- [Goal of the exercise]
From the line containing "Task: Q: Indicate the truck wheel" through the last line, print the records exactly and nothing else.
*** Opening Task data ***
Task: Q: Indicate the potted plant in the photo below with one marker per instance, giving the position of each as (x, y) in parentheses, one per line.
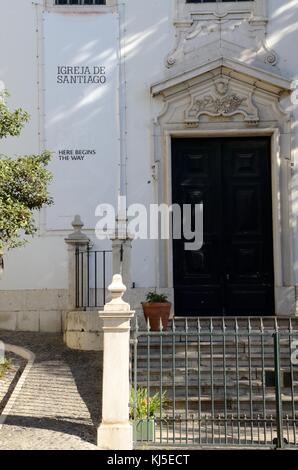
(143, 410)
(156, 308)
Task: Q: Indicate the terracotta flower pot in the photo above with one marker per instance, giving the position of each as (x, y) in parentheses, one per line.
(156, 311)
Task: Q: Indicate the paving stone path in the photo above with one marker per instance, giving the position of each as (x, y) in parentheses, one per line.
(59, 405)
(10, 378)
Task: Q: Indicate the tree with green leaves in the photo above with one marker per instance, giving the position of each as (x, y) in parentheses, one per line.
(23, 183)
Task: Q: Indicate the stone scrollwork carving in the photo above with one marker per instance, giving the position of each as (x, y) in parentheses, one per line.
(230, 29)
(223, 102)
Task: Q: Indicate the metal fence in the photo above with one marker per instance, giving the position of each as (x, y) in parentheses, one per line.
(93, 268)
(214, 382)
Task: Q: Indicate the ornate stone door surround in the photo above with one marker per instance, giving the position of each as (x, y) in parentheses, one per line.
(225, 97)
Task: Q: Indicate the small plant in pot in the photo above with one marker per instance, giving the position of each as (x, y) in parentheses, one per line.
(143, 411)
(156, 308)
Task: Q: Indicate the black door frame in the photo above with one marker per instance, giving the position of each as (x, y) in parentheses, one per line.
(230, 136)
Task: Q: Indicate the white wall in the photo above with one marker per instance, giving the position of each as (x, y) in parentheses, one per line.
(283, 37)
(150, 35)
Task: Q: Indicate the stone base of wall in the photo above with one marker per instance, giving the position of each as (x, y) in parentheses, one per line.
(33, 310)
(45, 310)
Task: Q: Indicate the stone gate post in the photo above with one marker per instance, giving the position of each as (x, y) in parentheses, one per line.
(115, 431)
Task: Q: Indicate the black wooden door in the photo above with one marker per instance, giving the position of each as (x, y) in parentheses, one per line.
(232, 274)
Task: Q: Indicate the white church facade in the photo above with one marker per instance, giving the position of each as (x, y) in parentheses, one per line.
(160, 102)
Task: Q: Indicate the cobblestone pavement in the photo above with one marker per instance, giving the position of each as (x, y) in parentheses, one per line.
(10, 378)
(59, 405)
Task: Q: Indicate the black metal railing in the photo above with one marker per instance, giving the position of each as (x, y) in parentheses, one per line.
(214, 382)
(93, 268)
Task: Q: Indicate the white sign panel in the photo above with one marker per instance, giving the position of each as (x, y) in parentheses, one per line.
(81, 124)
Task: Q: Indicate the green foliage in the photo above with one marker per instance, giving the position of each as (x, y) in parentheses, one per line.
(23, 184)
(11, 122)
(142, 407)
(4, 367)
(154, 297)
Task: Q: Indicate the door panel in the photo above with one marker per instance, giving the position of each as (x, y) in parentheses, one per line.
(233, 272)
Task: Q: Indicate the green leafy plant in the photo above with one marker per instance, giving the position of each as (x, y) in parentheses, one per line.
(4, 367)
(155, 297)
(23, 183)
(142, 406)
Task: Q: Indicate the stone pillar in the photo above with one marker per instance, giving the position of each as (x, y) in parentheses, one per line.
(121, 246)
(1, 263)
(75, 240)
(115, 431)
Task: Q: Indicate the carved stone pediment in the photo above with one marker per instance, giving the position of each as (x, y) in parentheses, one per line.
(221, 91)
(221, 99)
(233, 29)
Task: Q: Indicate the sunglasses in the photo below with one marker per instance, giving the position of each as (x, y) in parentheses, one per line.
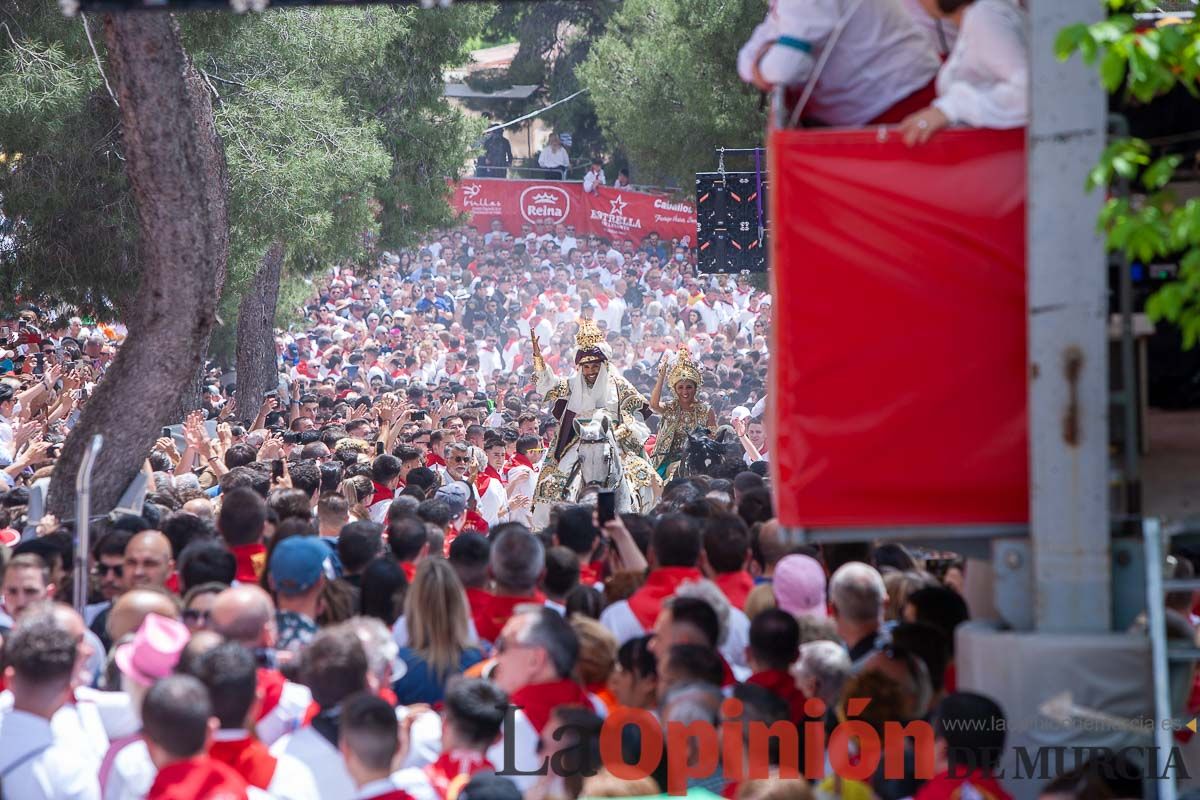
(196, 617)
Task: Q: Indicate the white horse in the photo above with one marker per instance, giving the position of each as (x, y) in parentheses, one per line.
(600, 464)
(594, 461)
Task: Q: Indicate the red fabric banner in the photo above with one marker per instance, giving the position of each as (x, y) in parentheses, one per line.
(609, 212)
(899, 383)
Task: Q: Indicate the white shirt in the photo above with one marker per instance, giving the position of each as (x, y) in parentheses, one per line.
(292, 780)
(492, 503)
(87, 726)
(551, 158)
(619, 619)
(985, 80)
(880, 59)
(6, 441)
(132, 773)
(426, 735)
(593, 179)
(52, 773)
(521, 483)
(612, 314)
(941, 32)
(287, 715)
(322, 758)
(490, 360)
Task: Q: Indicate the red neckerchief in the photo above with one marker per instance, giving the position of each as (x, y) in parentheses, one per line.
(381, 493)
(395, 794)
(949, 787)
(251, 561)
(781, 684)
(453, 771)
(538, 701)
(249, 757)
(270, 686)
(197, 777)
(727, 677)
(521, 459)
(736, 585)
(491, 612)
(475, 522)
(660, 584)
(592, 573)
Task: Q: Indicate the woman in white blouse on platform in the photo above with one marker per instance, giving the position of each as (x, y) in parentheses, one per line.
(984, 83)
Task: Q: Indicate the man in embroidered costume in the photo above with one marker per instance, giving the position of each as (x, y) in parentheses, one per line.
(681, 415)
(580, 397)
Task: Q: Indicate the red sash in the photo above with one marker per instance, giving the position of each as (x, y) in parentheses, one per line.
(251, 561)
(491, 612)
(781, 684)
(947, 787)
(270, 686)
(592, 573)
(249, 757)
(647, 601)
(381, 493)
(736, 585)
(453, 771)
(538, 701)
(195, 779)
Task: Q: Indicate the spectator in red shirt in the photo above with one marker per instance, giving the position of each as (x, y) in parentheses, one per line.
(774, 647)
(726, 557)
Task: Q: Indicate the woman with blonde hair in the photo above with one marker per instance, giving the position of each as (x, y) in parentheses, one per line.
(900, 585)
(358, 491)
(439, 642)
(598, 656)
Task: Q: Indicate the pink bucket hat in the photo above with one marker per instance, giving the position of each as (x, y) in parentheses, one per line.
(154, 651)
(799, 585)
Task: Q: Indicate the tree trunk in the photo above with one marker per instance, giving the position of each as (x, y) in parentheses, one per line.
(175, 164)
(256, 334)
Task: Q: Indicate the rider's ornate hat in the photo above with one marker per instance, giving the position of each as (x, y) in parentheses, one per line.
(589, 343)
(684, 368)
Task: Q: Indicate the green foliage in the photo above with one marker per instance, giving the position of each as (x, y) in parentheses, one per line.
(333, 120)
(1150, 223)
(666, 71)
(555, 38)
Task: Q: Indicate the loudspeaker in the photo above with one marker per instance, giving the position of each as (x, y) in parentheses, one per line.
(731, 215)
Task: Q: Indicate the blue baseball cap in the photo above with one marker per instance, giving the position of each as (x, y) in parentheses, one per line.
(298, 564)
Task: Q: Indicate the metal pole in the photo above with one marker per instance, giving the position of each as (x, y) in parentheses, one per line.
(83, 535)
(1156, 620)
(1067, 331)
(1131, 450)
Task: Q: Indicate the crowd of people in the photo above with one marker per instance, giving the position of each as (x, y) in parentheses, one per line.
(923, 65)
(340, 593)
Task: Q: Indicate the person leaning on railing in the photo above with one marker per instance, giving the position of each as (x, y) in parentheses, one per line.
(555, 156)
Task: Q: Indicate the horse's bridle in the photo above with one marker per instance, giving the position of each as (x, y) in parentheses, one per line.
(611, 455)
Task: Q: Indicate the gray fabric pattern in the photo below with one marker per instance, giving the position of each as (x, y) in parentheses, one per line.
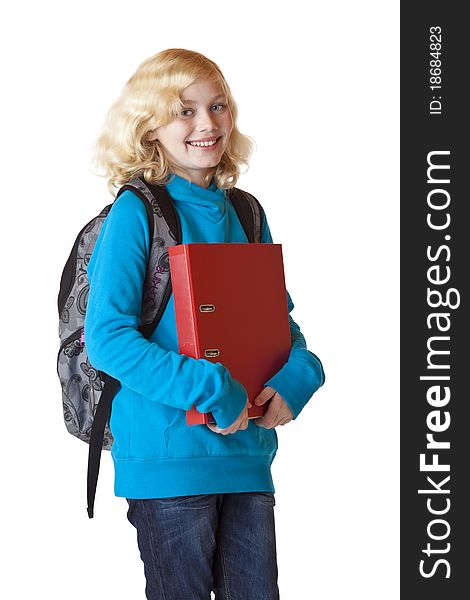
(81, 384)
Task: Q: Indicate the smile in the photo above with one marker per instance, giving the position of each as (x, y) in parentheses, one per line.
(204, 145)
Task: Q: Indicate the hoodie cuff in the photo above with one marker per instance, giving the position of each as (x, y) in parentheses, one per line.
(231, 404)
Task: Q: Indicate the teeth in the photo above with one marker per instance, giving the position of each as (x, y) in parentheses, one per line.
(202, 143)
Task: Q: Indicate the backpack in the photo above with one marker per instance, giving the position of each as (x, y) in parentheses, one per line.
(87, 393)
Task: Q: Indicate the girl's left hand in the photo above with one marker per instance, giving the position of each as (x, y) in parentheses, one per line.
(277, 413)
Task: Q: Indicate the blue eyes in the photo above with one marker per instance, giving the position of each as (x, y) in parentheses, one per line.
(185, 112)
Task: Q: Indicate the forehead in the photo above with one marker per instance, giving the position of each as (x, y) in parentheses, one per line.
(202, 91)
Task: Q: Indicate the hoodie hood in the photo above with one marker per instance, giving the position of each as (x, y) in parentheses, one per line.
(210, 203)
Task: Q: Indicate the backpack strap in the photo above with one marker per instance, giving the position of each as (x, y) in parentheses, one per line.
(249, 212)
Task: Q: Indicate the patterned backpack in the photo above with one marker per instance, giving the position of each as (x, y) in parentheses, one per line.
(87, 393)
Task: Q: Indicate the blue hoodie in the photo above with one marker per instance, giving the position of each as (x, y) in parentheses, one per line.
(155, 454)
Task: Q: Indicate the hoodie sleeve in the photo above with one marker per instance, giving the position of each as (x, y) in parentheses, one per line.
(116, 271)
(302, 374)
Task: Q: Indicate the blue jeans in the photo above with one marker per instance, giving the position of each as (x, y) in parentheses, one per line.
(192, 545)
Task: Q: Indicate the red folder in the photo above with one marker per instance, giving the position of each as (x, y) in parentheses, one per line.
(231, 307)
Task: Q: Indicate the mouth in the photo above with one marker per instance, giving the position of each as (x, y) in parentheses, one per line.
(206, 144)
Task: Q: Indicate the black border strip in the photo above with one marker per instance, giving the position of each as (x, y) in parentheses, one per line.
(435, 356)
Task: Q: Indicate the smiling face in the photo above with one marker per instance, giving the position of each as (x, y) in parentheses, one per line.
(196, 140)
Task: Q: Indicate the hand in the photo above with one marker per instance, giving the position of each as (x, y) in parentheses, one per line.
(240, 423)
(277, 413)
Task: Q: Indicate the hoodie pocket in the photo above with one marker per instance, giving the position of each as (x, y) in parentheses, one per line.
(184, 441)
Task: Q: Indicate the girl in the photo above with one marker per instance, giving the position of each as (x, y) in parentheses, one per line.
(200, 497)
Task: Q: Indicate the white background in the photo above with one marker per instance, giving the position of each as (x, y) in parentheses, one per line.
(317, 88)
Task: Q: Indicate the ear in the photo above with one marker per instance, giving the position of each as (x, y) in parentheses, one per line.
(152, 135)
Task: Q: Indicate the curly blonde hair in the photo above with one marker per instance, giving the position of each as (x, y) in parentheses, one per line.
(151, 98)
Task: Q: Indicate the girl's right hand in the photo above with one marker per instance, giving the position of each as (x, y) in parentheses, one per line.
(240, 423)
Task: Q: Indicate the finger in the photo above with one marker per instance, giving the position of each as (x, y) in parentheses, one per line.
(264, 395)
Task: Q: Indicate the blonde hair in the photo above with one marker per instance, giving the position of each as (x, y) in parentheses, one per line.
(151, 98)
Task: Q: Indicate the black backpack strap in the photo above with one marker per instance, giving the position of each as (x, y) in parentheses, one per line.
(103, 411)
(249, 212)
(111, 385)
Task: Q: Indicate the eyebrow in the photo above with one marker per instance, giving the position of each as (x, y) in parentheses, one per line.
(213, 99)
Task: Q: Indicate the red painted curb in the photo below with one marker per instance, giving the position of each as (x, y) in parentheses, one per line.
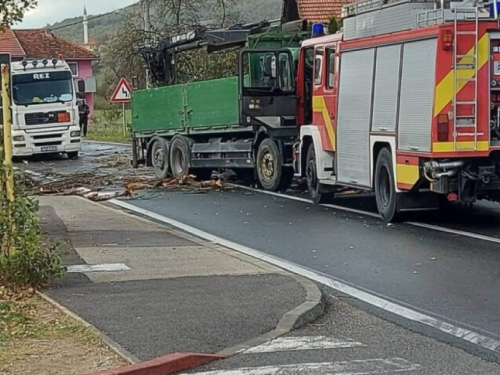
(169, 364)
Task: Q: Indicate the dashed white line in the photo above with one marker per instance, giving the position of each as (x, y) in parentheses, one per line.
(287, 344)
(372, 299)
(111, 267)
(357, 367)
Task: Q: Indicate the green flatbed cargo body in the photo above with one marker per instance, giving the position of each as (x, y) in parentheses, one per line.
(187, 108)
(204, 106)
(246, 123)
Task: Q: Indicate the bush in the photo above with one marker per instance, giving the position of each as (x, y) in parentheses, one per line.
(25, 260)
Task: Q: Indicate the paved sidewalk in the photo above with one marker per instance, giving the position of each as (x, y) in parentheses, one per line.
(155, 290)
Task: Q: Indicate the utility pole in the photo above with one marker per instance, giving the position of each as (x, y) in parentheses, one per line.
(146, 6)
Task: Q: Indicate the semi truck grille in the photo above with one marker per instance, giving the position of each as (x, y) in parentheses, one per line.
(40, 144)
(46, 136)
(41, 118)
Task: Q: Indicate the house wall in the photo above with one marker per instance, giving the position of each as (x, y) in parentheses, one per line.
(85, 71)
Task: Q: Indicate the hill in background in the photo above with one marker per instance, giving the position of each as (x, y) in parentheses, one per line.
(103, 28)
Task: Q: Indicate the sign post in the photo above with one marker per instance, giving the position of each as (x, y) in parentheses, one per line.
(122, 94)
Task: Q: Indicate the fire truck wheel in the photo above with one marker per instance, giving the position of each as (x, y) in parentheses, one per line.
(159, 158)
(73, 155)
(269, 168)
(180, 156)
(313, 184)
(385, 187)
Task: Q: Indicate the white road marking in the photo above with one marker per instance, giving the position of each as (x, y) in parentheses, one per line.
(358, 367)
(371, 214)
(365, 296)
(455, 231)
(112, 267)
(286, 344)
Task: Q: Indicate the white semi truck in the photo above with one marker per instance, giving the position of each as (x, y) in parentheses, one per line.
(45, 117)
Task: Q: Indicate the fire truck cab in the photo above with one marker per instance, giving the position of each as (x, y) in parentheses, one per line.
(404, 103)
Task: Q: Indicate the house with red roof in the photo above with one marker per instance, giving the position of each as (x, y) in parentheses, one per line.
(37, 44)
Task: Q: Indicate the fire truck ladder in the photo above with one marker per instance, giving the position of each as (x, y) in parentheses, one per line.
(465, 71)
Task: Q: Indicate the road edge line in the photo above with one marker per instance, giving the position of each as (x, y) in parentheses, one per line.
(467, 336)
(112, 344)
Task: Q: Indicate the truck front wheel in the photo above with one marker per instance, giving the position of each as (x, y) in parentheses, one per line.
(385, 187)
(159, 158)
(272, 175)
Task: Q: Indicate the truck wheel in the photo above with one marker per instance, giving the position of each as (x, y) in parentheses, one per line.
(272, 175)
(72, 155)
(385, 187)
(313, 184)
(180, 156)
(159, 158)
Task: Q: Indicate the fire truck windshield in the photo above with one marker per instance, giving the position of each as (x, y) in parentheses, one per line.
(39, 88)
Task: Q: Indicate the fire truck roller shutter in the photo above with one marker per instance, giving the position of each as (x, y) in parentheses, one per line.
(354, 115)
(385, 100)
(417, 96)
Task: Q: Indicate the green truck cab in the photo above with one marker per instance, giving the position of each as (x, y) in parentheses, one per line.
(247, 123)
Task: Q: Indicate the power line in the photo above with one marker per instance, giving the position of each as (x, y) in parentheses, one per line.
(89, 19)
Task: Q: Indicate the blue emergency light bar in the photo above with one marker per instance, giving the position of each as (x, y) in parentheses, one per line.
(318, 29)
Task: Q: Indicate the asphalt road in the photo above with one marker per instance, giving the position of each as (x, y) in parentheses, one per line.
(448, 276)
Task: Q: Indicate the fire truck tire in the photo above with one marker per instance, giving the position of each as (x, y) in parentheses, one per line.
(272, 175)
(180, 156)
(385, 187)
(73, 155)
(313, 184)
(160, 158)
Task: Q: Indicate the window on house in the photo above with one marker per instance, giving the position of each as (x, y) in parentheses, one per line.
(318, 65)
(74, 69)
(330, 68)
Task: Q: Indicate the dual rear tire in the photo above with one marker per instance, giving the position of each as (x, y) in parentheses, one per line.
(174, 159)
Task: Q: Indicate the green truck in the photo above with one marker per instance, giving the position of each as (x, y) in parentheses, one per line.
(246, 123)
*** Closing Task data ***
- [Solution]
Task: Q: Indicate the truck wheel in the photo above with one marker per instance, giving the position of each as (x, y) in parentheses, one per line.
(272, 175)
(72, 155)
(385, 187)
(313, 184)
(180, 156)
(159, 158)
Task: Q: Indicate the fire truck windshield in the photo above with one marker per instance, giving the position of each as (x, y) in parentheses, one per line.
(39, 88)
Task: Q: Indicate the fire truck roller shutter in the photo above with one marker per instance, giving the position of each as (x, y) in parentheses, one per line.
(354, 115)
(385, 100)
(417, 96)
Task: Q: Indicate the green truck cab in the photo above with one marker per instance, giving the position of each as (x, y) in parentheses, one per line.
(247, 123)
Task: Q: Indicate the power line in the photo above with one marker per instance, giving the position of each as (x, y) in parentheses, one per line.
(89, 19)
Task: Q: Indicate the blue emergency light bar in the photo above with one marker per instance, giving the position of each as (x, y) in parentheses, one per line.
(318, 29)
Task: Q: Indicate the asphalt road in the photo above with one marker per instance, giving the position of each as (x, y) in parentheses, one per line.
(448, 276)
Task: Q: Indicate the fire truck tire in the photo above with one marker per instance, giving the position of each as (x, y) in parentheses, one per line.
(272, 175)
(180, 156)
(385, 187)
(73, 155)
(313, 184)
(160, 158)
Task: Q: Indicate the window on house in the photo above with one marker per instance, giving the position of each as (x, y) in parentheses, one per line.
(318, 65)
(74, 69)
(330, 68)
Task: Q: Indicate the dual rear tire in the photo above with one marker per instance, giving the position of each as (x, y) in parentheses, one per line.
(174, 159)
Task: Q: Indicate the green truck in the photo above with one marker per instance, giving the position of each as (x, y) in parentheses, one per line.
(246, 123)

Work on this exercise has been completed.